Records of labeled points

--

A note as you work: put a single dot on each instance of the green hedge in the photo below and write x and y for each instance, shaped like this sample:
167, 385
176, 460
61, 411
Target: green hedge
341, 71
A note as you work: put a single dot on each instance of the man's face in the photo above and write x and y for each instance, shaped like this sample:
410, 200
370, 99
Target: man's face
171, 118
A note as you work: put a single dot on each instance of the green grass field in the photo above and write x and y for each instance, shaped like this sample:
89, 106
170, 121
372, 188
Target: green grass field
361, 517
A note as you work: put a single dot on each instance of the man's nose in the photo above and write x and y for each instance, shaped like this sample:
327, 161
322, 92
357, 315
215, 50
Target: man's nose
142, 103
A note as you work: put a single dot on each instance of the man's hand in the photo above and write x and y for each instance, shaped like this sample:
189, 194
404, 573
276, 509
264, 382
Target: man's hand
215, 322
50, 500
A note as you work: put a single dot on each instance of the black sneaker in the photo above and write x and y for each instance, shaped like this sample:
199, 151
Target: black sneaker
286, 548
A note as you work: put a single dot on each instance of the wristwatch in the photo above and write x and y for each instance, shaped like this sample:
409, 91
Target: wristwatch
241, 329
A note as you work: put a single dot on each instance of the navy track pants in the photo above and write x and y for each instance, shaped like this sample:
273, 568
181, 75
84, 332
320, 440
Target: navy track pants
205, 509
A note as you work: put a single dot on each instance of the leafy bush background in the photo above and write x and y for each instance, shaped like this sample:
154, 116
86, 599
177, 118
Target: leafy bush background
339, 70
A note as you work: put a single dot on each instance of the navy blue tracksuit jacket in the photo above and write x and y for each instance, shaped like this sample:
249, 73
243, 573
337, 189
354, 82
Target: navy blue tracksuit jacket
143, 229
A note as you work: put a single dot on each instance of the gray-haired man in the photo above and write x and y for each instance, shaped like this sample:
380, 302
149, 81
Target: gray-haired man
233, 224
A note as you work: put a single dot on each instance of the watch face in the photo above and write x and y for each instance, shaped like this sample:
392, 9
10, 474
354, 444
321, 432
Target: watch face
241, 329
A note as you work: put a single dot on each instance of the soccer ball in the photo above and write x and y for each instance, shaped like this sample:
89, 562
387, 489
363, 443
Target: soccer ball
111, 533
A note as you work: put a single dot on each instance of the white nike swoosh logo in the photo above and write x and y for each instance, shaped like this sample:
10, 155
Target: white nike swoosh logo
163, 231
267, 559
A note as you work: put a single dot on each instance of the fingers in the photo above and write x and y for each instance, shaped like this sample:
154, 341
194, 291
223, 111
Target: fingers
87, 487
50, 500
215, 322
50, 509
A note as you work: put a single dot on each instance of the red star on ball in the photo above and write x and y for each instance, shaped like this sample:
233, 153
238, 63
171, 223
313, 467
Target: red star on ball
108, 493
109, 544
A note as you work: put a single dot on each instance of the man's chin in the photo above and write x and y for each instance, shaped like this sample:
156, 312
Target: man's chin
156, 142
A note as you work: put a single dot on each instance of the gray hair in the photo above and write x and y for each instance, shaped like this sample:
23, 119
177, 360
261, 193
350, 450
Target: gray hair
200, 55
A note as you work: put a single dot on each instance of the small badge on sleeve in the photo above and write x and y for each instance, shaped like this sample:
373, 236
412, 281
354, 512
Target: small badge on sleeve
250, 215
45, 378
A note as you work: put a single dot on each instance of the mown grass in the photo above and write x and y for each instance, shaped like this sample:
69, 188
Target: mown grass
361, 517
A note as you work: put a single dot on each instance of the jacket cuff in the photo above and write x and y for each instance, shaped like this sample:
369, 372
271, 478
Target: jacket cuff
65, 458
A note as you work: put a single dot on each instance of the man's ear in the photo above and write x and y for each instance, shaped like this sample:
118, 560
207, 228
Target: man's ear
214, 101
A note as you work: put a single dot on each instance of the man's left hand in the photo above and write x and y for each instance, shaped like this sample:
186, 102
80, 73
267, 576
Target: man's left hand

--

WHAT YOU WILL DO — Copy the records above from the line with "of the jacket" through the end of the records. Add 80 to both numbers in every answer coordinate pair, and leave all other lines, including the sample coordinates, unchanged.

SOLUTION TO THE EXERCISE —
A note as you work: put a single dot on each instance of the jacket cuff in the photo above and write x and y for each instance, shaped like this sample:
369, 372
271, 478
Target: jacket cuff
145, 538
A note as you work: put a single dot on each instance of the man's ear in the photo above and write x and y for each instance, shaped like this sample:
118, 560
207, 228
Target: man's ear
294, 181
A note as you work: put a single dot on each instance of the man's left hand in the photo above and write x and y for each instance, shaped like this sample:
186, 102
80, 73
267, 576
Target: man's left hand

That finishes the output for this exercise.